What the task requires =
Reproduce the passage on Ellerbrock's comedy and acting below word for word, from "For Ellerbrock, one" up to and including "as an actor.".

Document =
>>>>

For Ellerbrock, one of the biggest impacts of comedy can be summed up through the words of comedian Jimmy Fallon, who said that he has only done his job if he can make people smile before bed.
“I think that’s one of the unique powers of comedy,” Ellerbrock said. “The ability to take people out of the hardships that everybody happens to go through at various points in their lives.”
In spite of the comedy groups he has joined to kick off his first year of college, Ellerbrock said he actually has no preference when it comes to choosing between comedy or drama. A good story, he said, will have elements of both.
Ellerbrock said the dramatic roles he’s taken on have led to some of his greatest obstacles, but also some of his greatest rewards, as an actor.
During rehearsals for “Lord of the Flies” his senior year of high school, Ellerbrock hit a wall coming to one of his character’s last monologues of the show.
“Piggy has a speech at the end where he’s lost his glasses, and it’s sort of his last plea,” Ellerbrock said. “It’s life or death, literally, because if he doesn’t convince them with this speech, they’re going to kill him, and ultimately that’s what happens.”

<<<<

Stored data =
>>>>

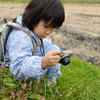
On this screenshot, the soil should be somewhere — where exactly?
[0,3,100,66]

<<<<

Written answer =
For Ellerbrock, one of the biggest impacts of comedy can be summed up through the words of comedian Jimmy Fallon, who said that he has only done his job if he can make people smile before bed.
“I think that’s one of the unique powers of comedy,” Ellerbrock said. “The ability to take people out of the hardships that everybody happens to go through at various points in their lives.”
In spite of the comedy groups he has joined to kick off his first year of college, Ellerbrock said he actually has no preference when it comes to choosing between comedy or drama. A good story, he said, will have elements of both.
Ellerbrock said the dramatic roles he’s taken on have led to some of his greatest obstacles, but also some of his greatest rewards, as an actor.